** Opening Records to process block **

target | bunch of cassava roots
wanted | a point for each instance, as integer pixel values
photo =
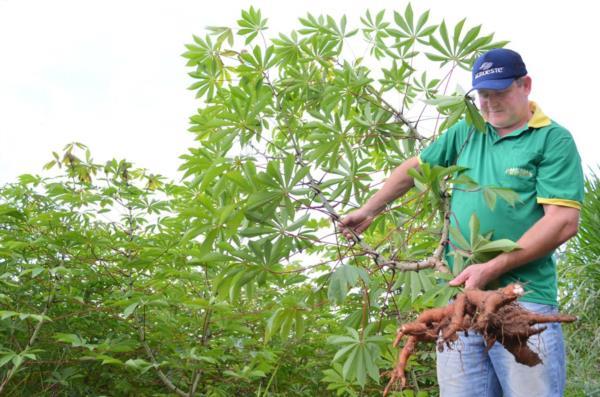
(494, 314)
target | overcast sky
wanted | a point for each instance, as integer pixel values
(109, 73)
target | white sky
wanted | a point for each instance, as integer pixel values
(109, 73)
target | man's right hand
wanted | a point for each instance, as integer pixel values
(356, 221)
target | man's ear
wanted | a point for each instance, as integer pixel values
(527, 84)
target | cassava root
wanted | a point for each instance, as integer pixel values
(494, 314)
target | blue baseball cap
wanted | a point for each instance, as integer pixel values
(497, 69)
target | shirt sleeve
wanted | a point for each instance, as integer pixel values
(442, 151)
(560, 176)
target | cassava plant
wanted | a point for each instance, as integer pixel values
(235, 281)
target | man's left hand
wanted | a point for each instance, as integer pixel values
(474, 276)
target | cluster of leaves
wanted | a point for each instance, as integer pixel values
(234, 282)
(579, 275)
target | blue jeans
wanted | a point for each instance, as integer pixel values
(468, 370)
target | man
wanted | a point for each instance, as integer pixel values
(527, 152)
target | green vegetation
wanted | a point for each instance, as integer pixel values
(233, 281)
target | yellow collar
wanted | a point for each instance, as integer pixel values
(539, 119)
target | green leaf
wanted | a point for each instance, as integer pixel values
(130, 309)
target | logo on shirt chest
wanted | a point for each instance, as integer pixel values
(516, 171)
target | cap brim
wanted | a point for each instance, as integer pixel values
(497, 85)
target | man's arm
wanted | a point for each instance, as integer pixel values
(556, 226)
(398, 183)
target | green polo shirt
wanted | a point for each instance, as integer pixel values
(539, 161)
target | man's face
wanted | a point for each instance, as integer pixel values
(508, 109)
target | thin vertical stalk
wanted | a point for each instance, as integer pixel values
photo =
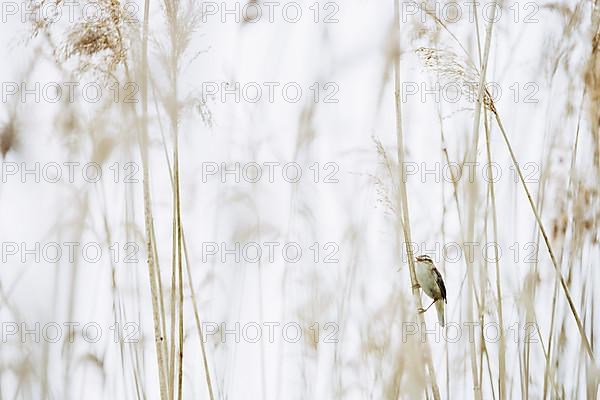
(502, 343)
(159, 338)
(403, 200)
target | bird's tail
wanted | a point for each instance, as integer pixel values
(439, 306)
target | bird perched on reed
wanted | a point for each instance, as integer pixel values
(431, 282)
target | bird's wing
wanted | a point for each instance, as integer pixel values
(440, 282)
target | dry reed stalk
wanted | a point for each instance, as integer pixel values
(404, 221)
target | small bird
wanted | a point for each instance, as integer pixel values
(431, 282)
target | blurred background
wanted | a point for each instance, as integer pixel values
(202, 199)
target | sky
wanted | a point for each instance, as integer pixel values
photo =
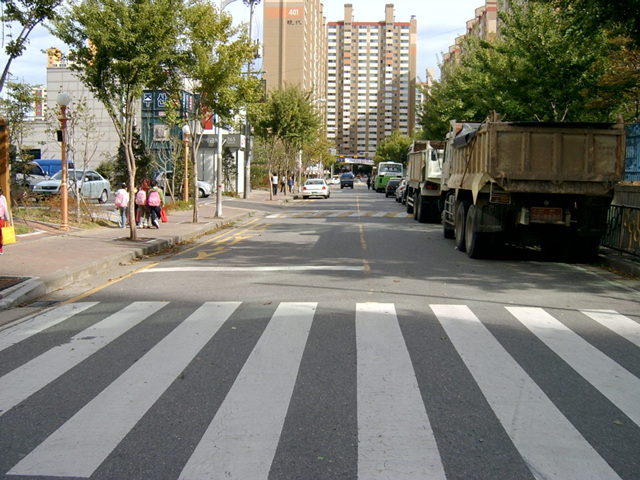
(439, 23)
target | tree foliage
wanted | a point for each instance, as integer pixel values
(214, 53)
(546, 65)
(393, 149)
(285, 124)
(120, 47)
(24, 15)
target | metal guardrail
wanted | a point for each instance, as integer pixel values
(623, 229)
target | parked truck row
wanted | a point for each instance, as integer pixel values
(547, 185)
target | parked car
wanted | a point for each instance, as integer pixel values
(204, 188)
(315, 187)
(346, 180)
(391, 187)
(38, 170)
(400, 191)
(89, 183)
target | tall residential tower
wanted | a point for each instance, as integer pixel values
(371, 81)
(295, 45)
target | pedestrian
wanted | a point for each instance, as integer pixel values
(4, 215)
(122, 204)
(142, 209)
(155, 201)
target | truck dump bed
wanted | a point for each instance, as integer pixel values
(579, 158)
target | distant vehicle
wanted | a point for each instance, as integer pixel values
(53, 166)
(315, 187)
(89, 183)
(400, 191)
(204, 188)
(346, 180)
(39, 170)
(386, 171)
(424, 174)
(392, 185)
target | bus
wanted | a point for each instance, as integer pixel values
(386, 171)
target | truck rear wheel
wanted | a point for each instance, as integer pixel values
(475, 243)
(421, 210)
(459, 227)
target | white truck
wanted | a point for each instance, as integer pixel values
(424, 174)
(547, 185)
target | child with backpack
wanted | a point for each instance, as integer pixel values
(122, 204)
(142, 209)
(155, 201)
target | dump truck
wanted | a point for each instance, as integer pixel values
(546, 185)
(424, 174)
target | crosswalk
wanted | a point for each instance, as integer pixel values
(339, 214)
(221, 389)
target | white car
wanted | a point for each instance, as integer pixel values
(315, 187)
(90, 183)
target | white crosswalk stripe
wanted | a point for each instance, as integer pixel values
(394, 435)
(22, 382)
(240, 438)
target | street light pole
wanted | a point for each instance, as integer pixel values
(63, 100)
(185, 136)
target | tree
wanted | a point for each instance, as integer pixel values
(26, 15)
(393, 149)
(544, 66)
(16, 109)
(286, 123)
(120, 47)
(214, 52)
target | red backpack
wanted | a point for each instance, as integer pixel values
(154, 199)
(141, 197)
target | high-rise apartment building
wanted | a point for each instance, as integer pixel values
(295, 46)
(363, 72)
(371, 81)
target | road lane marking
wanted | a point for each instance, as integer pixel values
(79, 446)
(547, 441)
(616, 322)
(24, 381)
(273, 268)
(395, 439)
(616, 383)
(241, 440)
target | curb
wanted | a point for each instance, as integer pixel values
(36, 287)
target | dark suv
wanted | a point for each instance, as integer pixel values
(346, 180)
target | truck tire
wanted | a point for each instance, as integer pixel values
(459, 224)
(422, 210)
(476, 244)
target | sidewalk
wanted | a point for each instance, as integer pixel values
(39, 264)
(44, 262)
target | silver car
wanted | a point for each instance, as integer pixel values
(89, 183)
(315, 187)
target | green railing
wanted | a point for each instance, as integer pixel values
(623, 229)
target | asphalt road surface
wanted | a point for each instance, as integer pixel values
(328, 339)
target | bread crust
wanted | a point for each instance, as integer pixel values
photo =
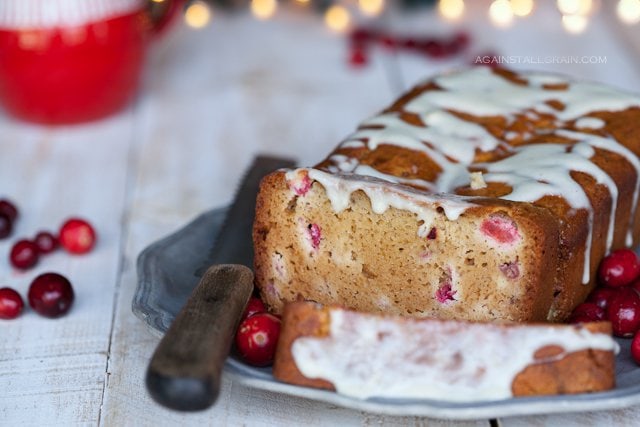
(376, 262)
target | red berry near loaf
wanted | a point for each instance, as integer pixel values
(77, 236)
(46, 242)
(619, 268)
(11, 304)
(624, 313)
(254, 306)
(257, 337)
(601, 296)
(51, 295)
(9, 209)
(590, 310)
(6, 226)
(635, 348)
(24, 254)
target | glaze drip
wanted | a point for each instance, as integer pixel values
(366, 356)
(533, 171)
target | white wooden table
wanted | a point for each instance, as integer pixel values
(212, 99)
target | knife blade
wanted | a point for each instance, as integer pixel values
(234, 244)
(185, 370)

** Closing Records to process block **

What is required: Go to the line above that contains "target | man's face" and reproduce everything exactly from there through the line that contains "target | parked car", leaving out the pictures.

Answer to this problem:
target | man's face
wanted | a point for each instance, as integer pixel values
(508, 109)
target | thin vertical stalk
wanted | a point for each instance, as integer pixel values
photo =
(502, 343)
(159, 338)
(403, 200)
target | bird's tail
wanted | a point for each instance, as integer pixel values
(439, 306)
target | bird perched on reed
wanted | a point for each instance, as integer pixel values
(431, 282)
target | bird's wing
wanted | a point for each instance, as integer pixel values
(440, 282)
target | dry reed stalk
wanted | a point for each instance, as integer pixel values
(404, 221)
target | small bird
wanted | a point for each instance, as integer pixel values
(431, 282)
target | blurred background
wanted | a point for each instance, as integer pixel values
(202, 199)
target | sky
wanted | a point for each instance, as integer pixel values
photo =
(439, 23)
target | tree foliage
wanted | a point for each instance, as integer pixel values
(214, 53)
(546, 65)
(393, 149)
(285, 124)
(120, 47)
(24, 15)
target | metal guardrail
wanted | a point for each instance, as integer pixel values
(623, 229)
target | parked truck row
wanted | a point for each instance, as integer pixel values
(547, 185)
target | parked car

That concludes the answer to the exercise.